Object location annotation data:
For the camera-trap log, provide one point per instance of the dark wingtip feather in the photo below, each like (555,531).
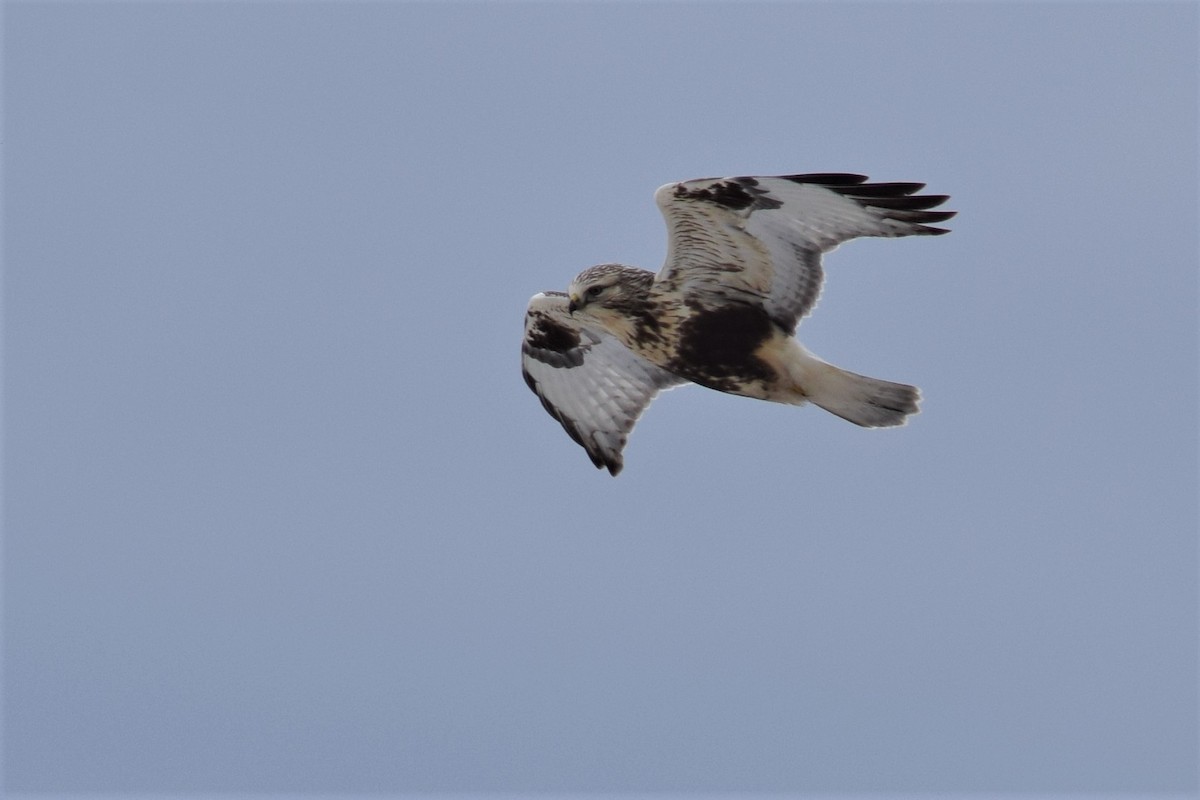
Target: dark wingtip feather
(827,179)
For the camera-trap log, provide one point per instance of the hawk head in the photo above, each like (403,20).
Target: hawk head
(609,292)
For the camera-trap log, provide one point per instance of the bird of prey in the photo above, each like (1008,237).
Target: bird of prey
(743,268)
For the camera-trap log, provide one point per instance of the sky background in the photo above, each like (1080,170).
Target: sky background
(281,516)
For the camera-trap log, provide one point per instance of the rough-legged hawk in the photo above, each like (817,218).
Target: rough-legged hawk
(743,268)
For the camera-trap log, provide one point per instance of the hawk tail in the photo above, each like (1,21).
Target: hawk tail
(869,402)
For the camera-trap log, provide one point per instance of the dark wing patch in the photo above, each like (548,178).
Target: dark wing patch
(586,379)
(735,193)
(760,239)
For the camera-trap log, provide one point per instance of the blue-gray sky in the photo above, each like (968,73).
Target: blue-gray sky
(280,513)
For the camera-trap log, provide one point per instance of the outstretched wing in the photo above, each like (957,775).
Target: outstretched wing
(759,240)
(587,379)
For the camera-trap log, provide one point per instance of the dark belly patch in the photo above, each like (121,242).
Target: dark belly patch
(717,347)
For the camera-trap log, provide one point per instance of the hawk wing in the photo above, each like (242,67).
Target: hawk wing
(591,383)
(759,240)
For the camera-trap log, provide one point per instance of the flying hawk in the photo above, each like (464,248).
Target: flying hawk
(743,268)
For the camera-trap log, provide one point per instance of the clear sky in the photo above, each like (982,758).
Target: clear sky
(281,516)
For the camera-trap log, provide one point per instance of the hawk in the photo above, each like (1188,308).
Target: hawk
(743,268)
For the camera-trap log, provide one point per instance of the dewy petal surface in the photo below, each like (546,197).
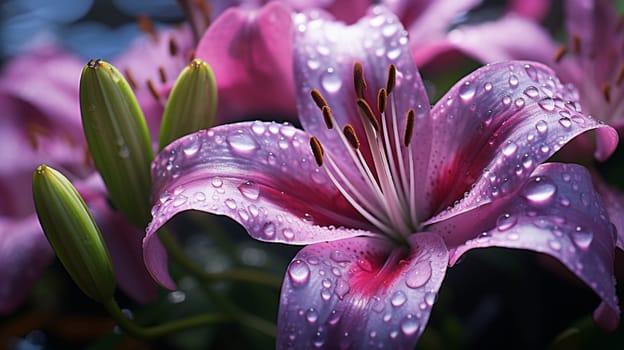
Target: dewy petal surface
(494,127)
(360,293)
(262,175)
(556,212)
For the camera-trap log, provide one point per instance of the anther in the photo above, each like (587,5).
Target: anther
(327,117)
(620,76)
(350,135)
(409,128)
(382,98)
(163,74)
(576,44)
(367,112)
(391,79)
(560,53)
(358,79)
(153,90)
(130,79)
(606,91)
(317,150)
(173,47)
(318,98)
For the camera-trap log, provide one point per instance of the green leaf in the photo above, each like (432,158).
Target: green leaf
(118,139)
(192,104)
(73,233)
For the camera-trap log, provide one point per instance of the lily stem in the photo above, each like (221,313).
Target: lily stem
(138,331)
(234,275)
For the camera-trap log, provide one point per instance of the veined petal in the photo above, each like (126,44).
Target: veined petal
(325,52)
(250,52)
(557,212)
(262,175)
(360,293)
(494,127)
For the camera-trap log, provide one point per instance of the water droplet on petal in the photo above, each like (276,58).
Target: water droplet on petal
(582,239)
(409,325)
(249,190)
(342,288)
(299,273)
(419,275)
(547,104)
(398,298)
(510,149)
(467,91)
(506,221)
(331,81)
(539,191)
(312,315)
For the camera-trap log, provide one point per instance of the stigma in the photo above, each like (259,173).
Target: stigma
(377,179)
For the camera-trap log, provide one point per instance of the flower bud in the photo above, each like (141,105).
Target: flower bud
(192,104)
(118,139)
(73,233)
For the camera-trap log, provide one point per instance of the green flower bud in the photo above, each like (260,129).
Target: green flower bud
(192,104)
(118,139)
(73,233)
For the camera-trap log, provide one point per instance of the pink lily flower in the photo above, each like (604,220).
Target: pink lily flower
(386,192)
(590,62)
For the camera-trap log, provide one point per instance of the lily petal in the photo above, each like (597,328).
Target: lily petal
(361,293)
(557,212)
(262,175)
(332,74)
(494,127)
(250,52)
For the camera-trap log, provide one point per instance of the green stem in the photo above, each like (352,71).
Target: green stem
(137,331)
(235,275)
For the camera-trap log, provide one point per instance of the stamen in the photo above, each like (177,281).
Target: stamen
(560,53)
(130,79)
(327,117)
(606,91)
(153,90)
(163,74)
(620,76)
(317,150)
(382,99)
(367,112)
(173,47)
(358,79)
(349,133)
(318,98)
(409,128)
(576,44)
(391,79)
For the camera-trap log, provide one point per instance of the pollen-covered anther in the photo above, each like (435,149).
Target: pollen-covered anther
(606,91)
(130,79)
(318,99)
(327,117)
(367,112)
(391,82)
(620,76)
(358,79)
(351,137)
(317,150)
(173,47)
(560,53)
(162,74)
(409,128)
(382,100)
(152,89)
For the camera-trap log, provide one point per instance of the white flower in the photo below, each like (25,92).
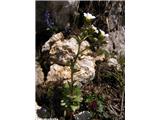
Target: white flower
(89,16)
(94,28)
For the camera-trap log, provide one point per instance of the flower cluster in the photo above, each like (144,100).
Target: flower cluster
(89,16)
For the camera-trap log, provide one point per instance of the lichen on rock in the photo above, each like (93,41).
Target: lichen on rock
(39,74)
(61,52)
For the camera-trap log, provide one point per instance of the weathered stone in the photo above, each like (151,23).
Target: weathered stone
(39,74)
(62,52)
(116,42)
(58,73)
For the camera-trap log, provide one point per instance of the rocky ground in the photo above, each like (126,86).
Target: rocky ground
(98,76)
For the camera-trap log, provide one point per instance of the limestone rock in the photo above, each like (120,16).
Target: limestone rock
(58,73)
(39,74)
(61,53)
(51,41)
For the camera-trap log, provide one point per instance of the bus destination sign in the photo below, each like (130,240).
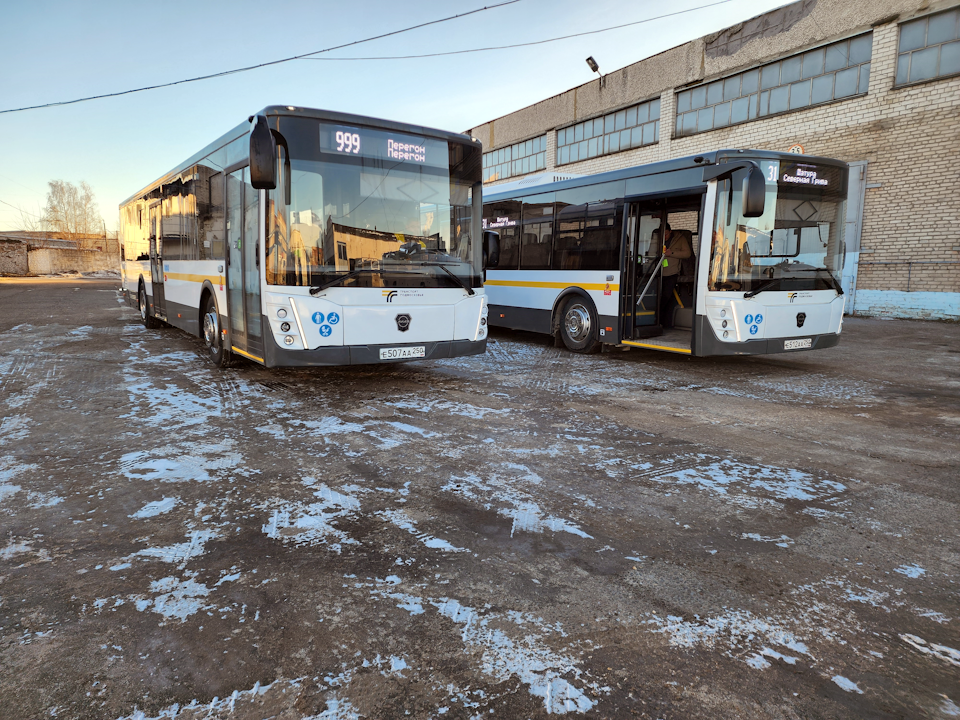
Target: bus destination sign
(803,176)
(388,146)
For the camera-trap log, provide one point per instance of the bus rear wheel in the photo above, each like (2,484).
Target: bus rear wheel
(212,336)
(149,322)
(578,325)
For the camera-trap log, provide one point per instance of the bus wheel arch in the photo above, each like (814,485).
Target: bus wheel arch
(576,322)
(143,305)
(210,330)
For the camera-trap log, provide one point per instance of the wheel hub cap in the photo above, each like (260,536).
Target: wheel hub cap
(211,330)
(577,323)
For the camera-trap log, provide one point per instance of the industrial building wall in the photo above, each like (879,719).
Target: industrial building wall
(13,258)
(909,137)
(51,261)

**Work to do**
Reproduce precisely the lines of the entries above, from the one containing "each like (120,16)." through the final one, both ends included, and omit the pictures.

**Response to this exercise**
For the camera-trap log, provide one point per instance of the limestone rock in the photo above, each like (120,16).
Target: limestone rock
(58,73)
(39,74)
(61,53)
(51,41)
For the camera-trap log, provide one point per instance of the bus destination sign in the photo below, each like (130,240).
Target: bus destination sign
(803,176)
(388,146)
For the camera-trap log, provide one point per instance of the bus rear wheel in the photo above, each like (2,484).
Target: bus rear wheel
(212,336)
(149,322)
(578,325)
For the camera-trap log, provide one point per instance of the bus wheel arch in the photo above, each like (814,485).
Target: bus wheel arch
(576,322)
(143,305)
(210,330)
For the camera-trap log, provide one point per instance of the wheel hub cap in the photo above, each like (260,536).
Target: wheel hub cap
(211,330)
(577,323)
For the camera-trap log, provide one point per instance of the industrial building wall in the photo above, each like (879,719).
Target: industrial building wall
(13,258)
(909,137)
(51,261)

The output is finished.